## Provided records:

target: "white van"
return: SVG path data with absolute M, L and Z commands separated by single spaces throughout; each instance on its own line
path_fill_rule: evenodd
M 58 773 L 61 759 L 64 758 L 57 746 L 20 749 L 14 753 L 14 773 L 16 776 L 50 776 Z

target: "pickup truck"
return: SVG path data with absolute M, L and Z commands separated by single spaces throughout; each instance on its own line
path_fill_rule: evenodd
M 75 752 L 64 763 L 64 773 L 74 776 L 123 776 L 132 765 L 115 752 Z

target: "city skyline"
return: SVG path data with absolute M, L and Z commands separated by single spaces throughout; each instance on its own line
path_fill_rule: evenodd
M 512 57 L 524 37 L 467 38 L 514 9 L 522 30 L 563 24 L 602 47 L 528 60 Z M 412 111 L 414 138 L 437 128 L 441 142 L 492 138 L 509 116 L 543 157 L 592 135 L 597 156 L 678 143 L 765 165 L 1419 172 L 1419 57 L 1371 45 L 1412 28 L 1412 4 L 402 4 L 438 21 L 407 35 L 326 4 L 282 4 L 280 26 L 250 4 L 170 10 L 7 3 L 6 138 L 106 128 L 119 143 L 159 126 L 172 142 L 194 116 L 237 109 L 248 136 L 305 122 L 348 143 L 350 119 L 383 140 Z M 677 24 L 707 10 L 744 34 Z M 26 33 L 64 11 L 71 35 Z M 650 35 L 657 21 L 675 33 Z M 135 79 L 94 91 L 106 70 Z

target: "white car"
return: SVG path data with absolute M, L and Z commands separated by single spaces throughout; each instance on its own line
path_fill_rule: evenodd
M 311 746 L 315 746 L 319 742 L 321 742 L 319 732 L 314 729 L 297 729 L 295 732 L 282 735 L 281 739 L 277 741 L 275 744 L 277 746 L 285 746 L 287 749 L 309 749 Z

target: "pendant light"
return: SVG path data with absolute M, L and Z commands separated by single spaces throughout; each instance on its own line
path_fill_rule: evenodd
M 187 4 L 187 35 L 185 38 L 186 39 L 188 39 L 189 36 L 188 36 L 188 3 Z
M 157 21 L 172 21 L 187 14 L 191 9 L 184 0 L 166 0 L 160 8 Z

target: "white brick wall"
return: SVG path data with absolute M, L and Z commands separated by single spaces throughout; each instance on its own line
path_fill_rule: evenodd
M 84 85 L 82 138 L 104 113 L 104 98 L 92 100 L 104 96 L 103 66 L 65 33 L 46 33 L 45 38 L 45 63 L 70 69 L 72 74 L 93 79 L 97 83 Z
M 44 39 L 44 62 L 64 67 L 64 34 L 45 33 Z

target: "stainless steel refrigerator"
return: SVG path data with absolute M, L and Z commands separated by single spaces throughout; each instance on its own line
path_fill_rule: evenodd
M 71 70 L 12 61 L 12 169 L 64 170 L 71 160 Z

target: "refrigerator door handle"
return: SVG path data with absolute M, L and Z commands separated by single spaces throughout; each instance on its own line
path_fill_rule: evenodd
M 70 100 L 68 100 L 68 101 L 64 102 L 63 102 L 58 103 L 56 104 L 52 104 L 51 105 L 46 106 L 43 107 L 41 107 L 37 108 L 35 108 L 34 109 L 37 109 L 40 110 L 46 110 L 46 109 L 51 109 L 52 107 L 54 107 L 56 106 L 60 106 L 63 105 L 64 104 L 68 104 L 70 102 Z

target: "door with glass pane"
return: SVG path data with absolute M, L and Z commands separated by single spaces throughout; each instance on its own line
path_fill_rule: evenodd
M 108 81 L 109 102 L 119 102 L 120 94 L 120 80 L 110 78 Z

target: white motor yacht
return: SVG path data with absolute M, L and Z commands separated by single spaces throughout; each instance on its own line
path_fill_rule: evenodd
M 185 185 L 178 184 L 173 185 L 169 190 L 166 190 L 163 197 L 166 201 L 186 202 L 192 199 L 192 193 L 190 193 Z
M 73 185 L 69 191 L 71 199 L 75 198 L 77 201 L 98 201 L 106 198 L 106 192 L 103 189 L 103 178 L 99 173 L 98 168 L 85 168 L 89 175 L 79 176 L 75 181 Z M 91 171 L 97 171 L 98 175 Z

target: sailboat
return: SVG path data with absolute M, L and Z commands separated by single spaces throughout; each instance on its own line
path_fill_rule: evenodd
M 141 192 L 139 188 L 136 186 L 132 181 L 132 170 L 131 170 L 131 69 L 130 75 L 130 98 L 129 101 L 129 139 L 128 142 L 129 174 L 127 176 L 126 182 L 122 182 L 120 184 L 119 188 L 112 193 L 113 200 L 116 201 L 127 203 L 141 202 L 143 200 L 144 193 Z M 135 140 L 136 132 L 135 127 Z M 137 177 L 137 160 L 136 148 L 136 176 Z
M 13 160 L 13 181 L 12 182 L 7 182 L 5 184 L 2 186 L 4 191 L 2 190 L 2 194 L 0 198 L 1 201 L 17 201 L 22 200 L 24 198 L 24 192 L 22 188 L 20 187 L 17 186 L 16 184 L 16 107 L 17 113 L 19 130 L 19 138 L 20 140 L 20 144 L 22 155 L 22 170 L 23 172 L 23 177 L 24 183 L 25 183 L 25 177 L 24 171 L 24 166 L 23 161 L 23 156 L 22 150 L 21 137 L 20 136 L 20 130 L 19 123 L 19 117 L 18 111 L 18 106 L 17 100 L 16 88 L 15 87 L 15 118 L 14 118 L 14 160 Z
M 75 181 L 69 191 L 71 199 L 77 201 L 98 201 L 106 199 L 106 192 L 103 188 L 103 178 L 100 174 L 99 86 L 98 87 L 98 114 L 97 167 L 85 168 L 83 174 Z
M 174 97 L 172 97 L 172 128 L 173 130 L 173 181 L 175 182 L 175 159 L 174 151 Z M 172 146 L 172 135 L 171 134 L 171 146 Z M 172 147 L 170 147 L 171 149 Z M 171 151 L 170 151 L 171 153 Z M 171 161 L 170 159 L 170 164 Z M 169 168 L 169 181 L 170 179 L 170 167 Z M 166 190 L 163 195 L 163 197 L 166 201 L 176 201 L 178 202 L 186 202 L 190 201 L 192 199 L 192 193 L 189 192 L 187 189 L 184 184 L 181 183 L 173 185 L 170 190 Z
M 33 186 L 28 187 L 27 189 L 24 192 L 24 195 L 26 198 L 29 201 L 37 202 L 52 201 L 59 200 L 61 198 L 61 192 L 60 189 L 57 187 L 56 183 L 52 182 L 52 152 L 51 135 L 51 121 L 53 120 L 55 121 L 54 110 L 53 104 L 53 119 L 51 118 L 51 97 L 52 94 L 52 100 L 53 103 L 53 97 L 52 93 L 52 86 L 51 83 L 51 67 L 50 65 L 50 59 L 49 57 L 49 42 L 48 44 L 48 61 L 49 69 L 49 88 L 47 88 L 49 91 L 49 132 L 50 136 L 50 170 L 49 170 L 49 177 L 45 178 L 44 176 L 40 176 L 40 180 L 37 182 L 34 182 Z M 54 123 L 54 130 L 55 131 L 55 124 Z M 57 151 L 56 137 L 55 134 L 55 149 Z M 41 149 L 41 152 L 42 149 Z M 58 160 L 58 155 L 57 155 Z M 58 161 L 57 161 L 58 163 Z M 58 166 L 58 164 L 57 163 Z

## Objective:
Can you rewrite the data as a Markdown table, starting at the beginning of the data and ending at the line containing "M 75 752 L 64"? Use the columns Row (a running number) and Line, and leave out blank lines.

## Full answer:
| Row | Line |
|---|---|
| 1 | target: "white van" |
| 2 | return: SVG path data with absolute M, L and Z commands separated by single spaces throughout; each instance on its own line |
| 3 | path_fill_rule: evenodd |
| 4 | M 58 773 L 61 759 L 64 758 L 57 746 L 20 749 L 14 753 L 14 773 L 16 776 L 50 776 Z |
| 5 | target: "pickup truck" |
| 6 | return: SVG path data with absolute M, L and Z commands separated by single spaces throughout; each instance on its own line |
| 7 | path_fill_rule: evenodd |
| 8 | M 75 752 L 64 763 L 64 773 L 74 776 L 123 776 L 132 765 L 115 752 Z |